EXTRACTED RECORDS
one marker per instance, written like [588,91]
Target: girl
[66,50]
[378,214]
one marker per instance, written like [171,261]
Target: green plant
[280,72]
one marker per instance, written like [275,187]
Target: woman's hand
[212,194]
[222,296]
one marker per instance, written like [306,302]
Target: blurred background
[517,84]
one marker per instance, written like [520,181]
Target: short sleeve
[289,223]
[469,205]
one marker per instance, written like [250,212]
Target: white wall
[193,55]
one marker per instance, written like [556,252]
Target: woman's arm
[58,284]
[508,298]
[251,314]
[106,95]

PROBLEM TO WORK ON
Every line holding the word "written" should be copied out of the material.

ANSWER SECTION
one marker per instance, written like [588,91]
one marker per instance, written like [171,261]
one marker per instance, written like [275,187]
one marker per instance, written like [306,302]
one marker per instance, written like [520,181]
one marker per instance, written like [250,212]
one marker per instance, written like [556,252]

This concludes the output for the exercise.